[Text section]:

Emerging Research and Vaccination as a Public Good
Now that we are many months into the pandemic, journal articles with original research are beginning to emerge. A group of researchers from American universities innovatively applied game theory to questions about socio-behavioral changes among churchgoers
. Although this is a theoretical rather than empirical article (published open access in the Journal of Human Behavior in the Social Environment
), they reach some interesting conclusions, including the notion that although stopping church gathering has had the undeniable positive effect of limiting the spread of COVID-19, the surrounding effects on church members will have long-term implications on social ties within congregations and the social capital provided by those ties.
Another journal article of interest
, also open access and published in Religions
, reports on the work of Pastoral da Pessoa Idosa, a voluntary group linked to the National Conference of Bishops of Brazil. They conducted empirical research - a survey of 3,888 of the Pastoral’s volunteers - to understand how the group had responded during the coronavirus. Findings demonstrate that the volunteers had “redirected their energies towards dealing with the challenges of the lockdown, from the offering of practical help (food, protective equipment) to COVID-related advice and guidance, to organizing or participating in volunteer groups to make PPE or collect and distribute food and protective materials.” The authors suggest that this shows that such volunteer groups should be considered crucial supports in any future response.

[Exercise prompt]: Can you copy out the passage on emerging pandemic research in full, word for word?

[Lines taken from a collection]:

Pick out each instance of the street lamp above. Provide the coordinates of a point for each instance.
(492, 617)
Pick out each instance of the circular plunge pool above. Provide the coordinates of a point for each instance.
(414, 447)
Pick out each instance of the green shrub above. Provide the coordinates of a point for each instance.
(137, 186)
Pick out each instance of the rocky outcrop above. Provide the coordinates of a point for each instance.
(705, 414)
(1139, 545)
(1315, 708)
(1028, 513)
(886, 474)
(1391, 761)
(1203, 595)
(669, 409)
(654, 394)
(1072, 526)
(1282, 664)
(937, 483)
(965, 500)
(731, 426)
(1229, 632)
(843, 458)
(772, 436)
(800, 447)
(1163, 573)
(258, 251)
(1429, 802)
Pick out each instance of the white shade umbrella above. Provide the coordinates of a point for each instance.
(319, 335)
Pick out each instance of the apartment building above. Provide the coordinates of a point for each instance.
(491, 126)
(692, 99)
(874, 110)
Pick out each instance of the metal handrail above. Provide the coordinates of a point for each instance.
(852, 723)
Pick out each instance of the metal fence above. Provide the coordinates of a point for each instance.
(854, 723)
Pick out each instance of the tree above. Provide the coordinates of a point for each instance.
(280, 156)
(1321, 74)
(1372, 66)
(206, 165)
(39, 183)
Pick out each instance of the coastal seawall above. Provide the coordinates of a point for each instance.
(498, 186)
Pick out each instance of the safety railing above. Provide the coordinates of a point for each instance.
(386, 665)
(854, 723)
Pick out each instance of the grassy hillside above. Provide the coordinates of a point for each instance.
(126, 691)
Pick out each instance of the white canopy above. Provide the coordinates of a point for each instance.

[Task solution]:
Emerging Research and Vaccination as a Public Good
Now that we are many months into the pandemic, journal articles with original research are beginning to emerge. A group of researchers from American universities innovatively applied game theory to questions about socio-behavioral changes among churchgoers
. Although this is a theoretical rather than empirical article (published open access in the Journal of Human Behavior in the Social Environment
), they reach some interesting conclusions, including the notion that although stopping church gathering has had the undeniable positive effect of limiting the spread of COVID-19, the surrounding effects on church members will have long-term implications on social ties within congregations and the social capital provided by those ties.
Another journal article of interest
, also open access and published in Religions
, reports on the work of Pastoral da Pessoa Idosa, a voluntary group linked to the National Conference of Bishops of Brazil. They conducted empirical research - a survey of 3,888 of the Pastoral’s volunteers - to understand how the group had responded during the coronavirus. Findings demonstrate that the volunteers had “redirected their energies towards dealing with the challenges of the lockdown, from the offering of practical help (food, protective equipment) to COVID-related advice and guidance, to organizing or participating in volunteer groups to make PPE or collect and distribute food and protective materials.” The authors suggest that this shows that such volunteer groups should be considered crucial supports in any future response.